··· Text shown

There are striking differences in the experiences of those with different ethnicities living in the South West. This adds to the already considerable evidence regarding the persistence and drivers of ethnic inequalities in the UK. There is a clear need for both national and local government to commit to addressing the causes of these inequalities.
At present, though, the data available via the RDA remains somewhat incomplete. We need more comprehensive, and more detailed, data if we are to ensure that any action taken is effective. To achieve this:
• National, regional and local statutory authorities must respond to the requirements of the Equalities Act 2010 to collect detailed evidence on the presence of ethnic inequalities in a comprehensive range of indicators, using methods which meet current guidance for best practice. • The Government must take responsibility for ensuring that these requirements are met.
• The Government Statistical Office and the Cabinet Office must ensure greater consistency in the the collection of data for the Race Disparity Audit across sector, to enable comparability across sector and region. This includes consistent use of indicators of regional or local authority.
• The Government Statistical Office and the Cabinet Office must also provide guidance on best practice approaches to collecting information on ethnicity, including where numbers of people in particular groups is low.
• The Cabinet Office must invest the same effort in the analysis and presentation of data available at the regional level as it does those available nationally to ensure regional variations – in inequalities and data quality - are identified and addressed.

······
··· Dataset records

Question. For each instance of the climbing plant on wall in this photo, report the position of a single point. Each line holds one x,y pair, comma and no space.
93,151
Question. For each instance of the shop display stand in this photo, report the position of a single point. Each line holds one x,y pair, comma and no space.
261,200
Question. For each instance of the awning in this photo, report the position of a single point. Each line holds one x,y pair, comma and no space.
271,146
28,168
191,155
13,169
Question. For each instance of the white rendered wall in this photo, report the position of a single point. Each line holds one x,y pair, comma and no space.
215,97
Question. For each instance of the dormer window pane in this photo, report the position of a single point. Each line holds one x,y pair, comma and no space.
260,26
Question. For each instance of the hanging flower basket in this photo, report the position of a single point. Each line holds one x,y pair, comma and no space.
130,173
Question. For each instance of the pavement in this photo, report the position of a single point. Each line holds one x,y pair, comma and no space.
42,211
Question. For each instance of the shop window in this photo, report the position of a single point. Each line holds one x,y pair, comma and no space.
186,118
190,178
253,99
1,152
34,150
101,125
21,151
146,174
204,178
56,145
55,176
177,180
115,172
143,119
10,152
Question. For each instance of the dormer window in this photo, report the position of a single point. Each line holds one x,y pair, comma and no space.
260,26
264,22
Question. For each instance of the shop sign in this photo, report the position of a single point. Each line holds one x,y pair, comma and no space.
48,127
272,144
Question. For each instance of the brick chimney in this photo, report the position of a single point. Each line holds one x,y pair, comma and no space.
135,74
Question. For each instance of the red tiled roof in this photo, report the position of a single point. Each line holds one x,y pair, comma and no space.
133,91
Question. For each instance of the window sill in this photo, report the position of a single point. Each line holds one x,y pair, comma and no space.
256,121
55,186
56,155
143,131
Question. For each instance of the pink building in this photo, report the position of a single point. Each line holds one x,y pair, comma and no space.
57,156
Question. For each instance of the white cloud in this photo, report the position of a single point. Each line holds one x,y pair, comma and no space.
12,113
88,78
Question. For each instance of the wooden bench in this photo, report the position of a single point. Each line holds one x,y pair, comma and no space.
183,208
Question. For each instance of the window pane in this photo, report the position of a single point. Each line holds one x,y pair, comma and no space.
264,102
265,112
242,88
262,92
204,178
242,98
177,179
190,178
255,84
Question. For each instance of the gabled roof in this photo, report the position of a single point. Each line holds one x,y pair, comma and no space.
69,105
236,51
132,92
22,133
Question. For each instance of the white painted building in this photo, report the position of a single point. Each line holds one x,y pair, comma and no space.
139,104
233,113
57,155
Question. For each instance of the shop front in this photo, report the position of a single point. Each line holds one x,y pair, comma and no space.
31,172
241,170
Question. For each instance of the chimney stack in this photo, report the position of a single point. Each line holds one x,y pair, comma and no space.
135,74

······

=== Exercise 1 ===
Transcribe the passage on ethnic inequalities in the South West, starting with "At present, though, the" and going on through "or local authority.".
=== Exercise 2 ===
Pick up the passage on ethnic inequalities in the South West after its final sentence and write what comes next.

=== Expected output 1 ===
At present, though, the data available via the RDA remains somewhat incomplete. We need more comprehensive, and more detailed, data if we are to ensure that any action taken is effective. To achieve this:
• National, regional and local statutory authorities must respond to the requirements of the Equalities Act 2010 to collect detailed evidence on the presence of ethnic inequalities in a comprehensive range of indicators, using methods which meet current guidance for best practice. • The Government must take responsibility for ensuring that these requirements are met.
• The Government Statistical Office and the Cabinet Office must ensure greater consistency in the the collection of data for the Race Disparity Audit across sector, to enable comparability across sector and region. This includes consistent use of indicators of regional or local authority.

=== Expected output 2 ===
Saffron Karlsen (University of Bristol), Angelique Retief (University of Bristol / Black South West Network), Sado Jirde (Black South West Network)
Policy Report 62: Oct 2020
Contact the researchers
Black South West Network (BSWN) and University of Bristol are working together to identify and address gaps in the evidence regarding the drivers of race disparities in the South West and enable the development of effective responses to them. It is only through evidence-based understanding of the systemic impact of racial and socioeconomic structural inequalities on the lives of Black communities, and community-led solutions which respond to them, can we achieve a more equitable society.
BSWN’s over-arching strategic intent is to build dynamic, independent, and strong Black communities, businesses and organisations that are empowered to flourish while challenging systemic barriers and forging a true path for themselves.